Tuesday, January 10, 2012

Out of the mouth of babes!

          Some days I just don't understand where my six year old gets the things that he says! We'll be arguing, or I'll tell him to do something, and his replies absolutely floor me. I don't ever remember talking to my parents the way that my son talks to me, and if I did, I'm pretty sure I would have spent a good amount of my childhood life, locked away in my bedroom! I've never been told I've been hated so much in my life, as I have in the last year by my child. But hey, if he hates me right now, I must be doing something right huh? For example: the other day I told him to do something, and his direct reply was, "You know what Mom? You're really starting to aggravate me!" ....WHAT??? The thing that killed me, is he said it while standing there scowling at me with his hand on his hip. Now what am I supposed to do when he says this? Half of me wants to burst out laughing because of the oh so serious look on his face, with his raised eyebrow. The other half wants to slap him in his fresh little mouth. 
          One day we were in WalMart, and while going down one of the toy isles, he sees a Woody doll from the Toy Story movie. He asked my father if he could get the doll, my dad replied, "Mom is the boss and she says no." So now my son starts screaming, "I WANT A WOODY!!! WHY CAN'T I GET A WOODY MOM!!!" Fellow shoppers slowed down to see what the commotion was all about. Here is this six year old kid, screaming at me in the middle of WalMart, because he can't get a Woody. As I'm turning about 7 shades of red, people are laughing at the whole scene. Finally, to spare myself any further embarrassment, I scowl, "Just get him the damn doll!" Needless to say, my son was banned from trips to WalMart with me for a couple of months!

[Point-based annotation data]
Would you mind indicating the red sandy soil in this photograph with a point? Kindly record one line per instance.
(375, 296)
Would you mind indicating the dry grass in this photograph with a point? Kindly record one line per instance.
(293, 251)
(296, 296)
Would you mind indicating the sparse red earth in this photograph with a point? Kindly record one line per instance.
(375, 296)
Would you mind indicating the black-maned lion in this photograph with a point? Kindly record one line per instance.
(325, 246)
...
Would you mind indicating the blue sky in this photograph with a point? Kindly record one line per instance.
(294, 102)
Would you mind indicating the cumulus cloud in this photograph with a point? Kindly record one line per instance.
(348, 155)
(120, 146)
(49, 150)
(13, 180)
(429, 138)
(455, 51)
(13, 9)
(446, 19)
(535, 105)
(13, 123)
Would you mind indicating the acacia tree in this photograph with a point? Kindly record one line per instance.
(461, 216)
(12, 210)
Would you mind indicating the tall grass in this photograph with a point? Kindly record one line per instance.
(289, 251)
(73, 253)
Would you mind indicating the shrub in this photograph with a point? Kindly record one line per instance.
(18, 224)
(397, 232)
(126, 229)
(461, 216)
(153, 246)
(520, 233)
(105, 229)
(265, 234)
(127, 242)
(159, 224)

EXERCISE — In the blog post, what toy did the six-year-old want in WalMart? These rows are separate material with no connection to the blog post.

TASK RESULT — A Woody doll from the Toy Story movie.